**Task to carry out**
Write out everything from the line containing "# mark the region of every instance of the curly" down to the end of the items below, both ends included. Leave any pictures out of your copy.

**Task input**
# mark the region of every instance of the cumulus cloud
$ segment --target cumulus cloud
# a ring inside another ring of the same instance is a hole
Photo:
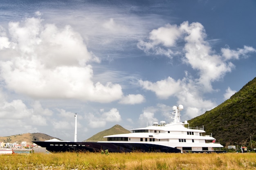
[[[10,22],[10,38],[1,38],[0,56],[4,60],[0,62],[0,75],[8,88],[37,98],[106,103],[121,97],[119,84],[92,81],[92,68],[86,63],[99,60],[87,50],[79,33],[69,25],[42,25],[42,20]]]
[[[228,87],[226,90],[226,93],[223,95],[225,100],[227,100],[234,94],[236,93],[236,91],[233,91],[230,88],[230,87]]]
[[[141,95],[128,95],[121,99],[119,103],[126,104],[135,104],[141,103],[145,100],[144,96]]]
[[[88,119],[88,125],[91,128],[104,127],[107,122],[119,122],[121,121],[121,116],[116,108],[112,108],[108,112],[100,109],[100,113],[89,113],[85,115]]]
[[[121,116],[116,108],[112,108],[109,112],[104,113],[102,117],[107,121],[118,122],[121,120]]]
[[[187,106],[185,115],[188,117],[198,116],[216,106],[214,102],[204,99],[204,94],[215,91],[212,83],[222,78],[235,67],[230,60],[246,57],[247,54],[256,52],[252,47],[244,46],[236,50],[222,48],[219,54],[211,49],[207,38],[201,23],[189,24],[187,21],[179,26],[168,24],[153,30],[148,41],[141,41],[138,44],[138,47],[145,53],[155,54],[159,54],[159,49],[163,48],[166,52],[169,50],[172,54],[177,54],[175,47],[183,46],[183,53],[179,56],[184,63],[198,72],[198,77],[190,76],[186,71],[185,77],[181,80],[168,77],[156,82],[141,79],[139,82],[143,88],[154,92],[160,98],[176,97],[179,103]],[[169,57],[171,54],[167,53],[166,55]],[[229,92],[234,93],[228,89],[227,93]],[[225,97],[229,95],[227,94]]]
[[[144,112],[143,113],[139,115],[139,120],[141,124],[144,124],[146,122],[157,121],[157,119],[155,117],[153,113]]]
[[[180,80],[176,81],[169,77],[155,83],[141,80],[139,80],[139,82],[143,88],[154,92],[158,97],[162,99],[166,99],[182,89]]]
[[[1,135],[34,132],[38,131],[38,128],[40,126],[49,125],[48,118],[52,112],[43,108],[38,102],[29,107],[20,99],[7,101],[2,91],[0,96],[0,128],[4,129]]]

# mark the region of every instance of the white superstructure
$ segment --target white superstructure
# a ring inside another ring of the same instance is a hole
[[[183,109],[182,105],[173,107],[171,118],[173,120],[171,123],[166,124],[165,121],[161,121],[158,124],[158,122],[153,122],[146,128],[132,129],[130,133],[104,137],[108,138],[107,142],[154,144],[176,148],[181,152],[209,152],[223,147],[215,142],[216,139],[211,135],[203,135],[205,132],[203,128],[189,127],[186,121],[180,122],[180,111]],[[186,124],[188,127],[185,127]]]

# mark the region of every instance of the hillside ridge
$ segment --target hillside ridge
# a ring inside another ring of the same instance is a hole
[[[103,137],[105,136],[128,133],[130,133],[130,130],[125,129],[119,125],[117,124],[109,129],[106,129],[97,133],[84,141],[106,141],[107,139]]]
[[[35,140],[39,141],[44,141],[54,138],[61,140],[58,138],[49,136],[44,133],[38,132],[27,133],[6,137],[0,137],[0,141],[5,143],[17,142],[20,144],[22,142],[25,141],[27,142],[27,144],[32,145],[33,142],[32,141]]]
[[[256,119],[255,77],[229,99],[188,122],[192,126],[203,125],[207,133],[212,133],[216,141],[225,146],[249,146],[251,139],[256,143]]]

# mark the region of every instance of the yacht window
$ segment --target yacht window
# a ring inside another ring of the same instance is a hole
[[[139,133],[139,132],[148,132],[148,130],[140,129],[138,130],[132,130],[133,133]]]
[[[126,137],[111,137],[108,138],[108,141],[128,141],[128,138]]]

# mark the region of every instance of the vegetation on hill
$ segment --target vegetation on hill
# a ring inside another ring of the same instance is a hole
[[[256,148],[256,77],[229,99],[188,121],[191,127],[204,125],[207,133],[212,133],[225,146],[244,145],[251,149],[251,139]]]
[[[38,141],[44,141],[54,138],[56,138],[44,133],[27,133],[4,137],[0,137],[0,141],[6,143],[8,142],[11,143],[17,142],[19,144],[21,144],[22,141],[25,141],[27,144],[32,145],[33,145],[32,141],[35,140],[35,139]],[[56,139],[61,140],[58,138]]]
[[[115,125],[110,128],[99,132],[85,141],[104,141],[107,140],[106,138],[103,137],[105,136],[128,133],[130,133],[130,131],[125,129],[119,125]]]

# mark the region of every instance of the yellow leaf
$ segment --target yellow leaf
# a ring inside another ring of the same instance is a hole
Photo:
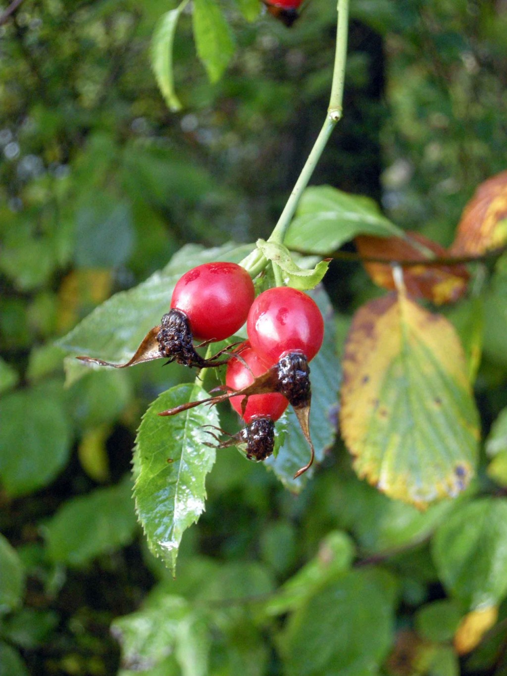
[[[345,343],[340,421],[360,478],[424,508],[473,476],[478,416],[459,339],[402,293],[356,312]]]
[[[464,655],[473,650],[498,619],[498,606],[473,610],[465,615],[454,634],[454,647],[458,654]]]

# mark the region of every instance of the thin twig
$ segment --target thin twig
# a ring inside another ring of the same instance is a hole
[[[22,1],[23,0],[14,0],[14,2],[11,3],[3,14],[0,16],[0,26],[3,26],[7,22],[7,20],[13,12],[16,11]]]
[[[507,251],[507,244],[496,249],[491,249],[484,254],[479,256],[435,256],[435,258],[420,258],[417,260],[397,260],[395,258],[383,258],[381,256],[363,256],[360,254],[354,254],[352,251],[334,251],[332,254],[328,252],[308,251],[304,249],[298,249],[295,247],[289,247],[291,251],[296,254],[301,254],[302,256],[317,256],[322,258],[335,258],[337,260],[349,260],[359,263],[381,263],[384,265],[399,265],[402,268],[412,268],[415,266],[421,265],[425,267],[435,267],[439,265],[464,265],[465,263],[481,263],[491,259],[498,258]]]

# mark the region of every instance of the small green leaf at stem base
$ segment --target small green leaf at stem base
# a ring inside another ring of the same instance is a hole
[[[281,270],[283,283],[299,291],[314,289],[322,281],[329,265],[329,260],[323,260],[313,270],[303,270],[296,265],[290,251],[283,244],[258,239],[257,247]]]
[[[210,81],[218,82],[234,54],[228,24],[214,0],[194,0],[192,17],[197,55]]]
[[[369,197],[312,186],[303,193],[284,241],[291,249],[331,254],[358,235],[404,237]]]

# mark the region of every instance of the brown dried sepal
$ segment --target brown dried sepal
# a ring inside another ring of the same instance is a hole
[[[481,256],[507,243],[507,171],[481,183],[466,203],[450,251]]]
[[[210,342],[201,343],[197,347],[203,347]],[[153,359],[167,359],[167,364],[176,362],[185,366],[206,368],[226,364],[226,359],[218,360],[217,358],[227,352],[231,347],[229,345],[220,350],[210,359],[204,359],[194,347],[193,336],[187,315],[180,310],[171,310],[164,315],[158,326],[150,329],[134,356],[124,364],[112,364],[95,357],[80,356],[76,358],[82,362],[98,364],[101,366],[114,366],[115,368],[126,368],[144,362],[151,362]]]
[[[228,438],[221,440],[212,432],[208,432],[218,442],[218,445],[214,446],[216,448],[237,446],[245,451],[249,460],[256,460],[258,462],[265,460],[272,454],[274,448],[274,422],[270,418],[256,418],[237,434],[230,435],[223,430],[220,431]]]
[[[218,389],[224,389],[222,386]],[[315,457],[315,450],[310,435],[310,410],[312,400],[312,389],[310,383],[310,366],[306,357],[301,352],[289,352],[284,355],[278,363],[272,366],[266,373],[256,378],[254,382],[243,389],[227,389],[222,394],[210,397],[197,402],[187,402],[174,408],[161,411],[160,416],[174,416],[182,413],[189,408],[209,404],[214,406],[221,402],[227,401],[231,397],[242,395],[243,400],[241,406],[244,412],[248,397],[254,394],[267,394],[269,392],[279,392],[283,394],[294,408],[294,412],[301,425],[305,439],[310,448],[310,459],[308,464],[298,470],[294,475],[296,479],[304,474],[311,466]],[[232,444],[234,445],[234,444]]]
[[[449,258],[449,251],[418,233],[407,233],[409,241],[401,237],[360,235],[356,245],[362,256],[396,261],[420,261],[421,265],[404,268],[405,287],[414,298],[427,298],[435,305],[454,303],[464,294],[470,275],[463,265],[429,264],[431,256]],[[411,241],[410,241],[411,240]],[[386,263],[364,263],[371,279],[379,287],[395,289],[392,266]]]

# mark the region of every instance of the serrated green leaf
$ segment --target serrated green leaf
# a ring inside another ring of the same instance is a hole
[[[360,478],[422,508],[466,487],[479,416],[446,319],[401,293],[371,301],[354,316],[343,372],[341,429]]]
[[[404,236],[372,199],[321,185],[303,193],[284,243],[289,249],[331,254],[358,235]]]
[[[471,608],[507,594],[507,500],[485,498],[452,514],[437,529],[432,553],[445,588]]]
[[[172,74],[172,43],[180,16],[189,0],[183,0],[177,7],[166,12],[155,29],[151,39],[151,68],[160,91],[169,110],[181,110],[182,105],[174,91]]]
[[[327,449],[332,445],[336,437],[341,370],[336,355],[335,329],[328,295],[322,287],[310,295],[322,314],[324,326],[322,346],[310,365],[312,381],[310,431],[315,446],[316,462],[318,463],[322,462]],[[275,431],[276,458],[268,458],[265,464],[272,469],[285,486],[299,492],[312,476],[315,465],[294,479],[297,470],[308,462],[310,448],[291,408],[276,422]]]
[[[83,566],[129,542],[136,529],[130,477],[65,503],[44,527],[49,558]]]
[[[57,344],[74,354],[87,354],[107,362],[126,362],[147,332],[168,312],[174,285],[197,265],[215,260],[241,260],[253,248],[235,244],[205,249],[189,244],[166,267],[127,291],[120,291],[97,308]],[[78,363],[77,362],[76,363]],[[90,367],[78,364],[82,372]],[[97,367],[103,368],[103,367]],[[74,380],[77,379],[74,374]]]
[[[313,270],[304,270],[294,262],[287,247],[276,242],[258,239],[257,248],[268,260],[272,261],[280,268],[284,284],[300,291],[314,289],[322,281],[329,266],[329,261],[322,260]]]
[[[0,676],[29,676],[18,651],[3,641],[0,641]]]
[[[47,485],[67,462],[72,431],[58,393],[45,383],[0,401],[0,479],[10,496]]]
[[[216,0],[194,0],[192,18],[197,55],[216,82],[234,54],[231,29]]]
[[[420,608],[416,613],[416,628],[428,641],[452,641],[464,615],[462,606],[452,599],[434,601]]]
[[[393,640],[390,577],[370,569],[345,573],[293,614],[283,635],[287,676],[375,673]]]
[[[199,407],[170,417],[157,414],[209,395],[199,385],[176,385],[143,416],[136,439],[134,496],[137,514],[153,554],[176,566],[183,532],[204,510],[205,481],[215,449],[203,426],[218,426],[214,408]]]
[[[18,553],[0,534],[0,614],[16,610],[24,590],[24,570]]]

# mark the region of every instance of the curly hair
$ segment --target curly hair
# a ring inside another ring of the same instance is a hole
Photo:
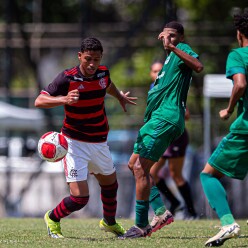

**Task output**
# mark the region of every instance of the curly hair
$ segment --target curly hair
# a ring inside another ring of the same instance is a hole
Photo:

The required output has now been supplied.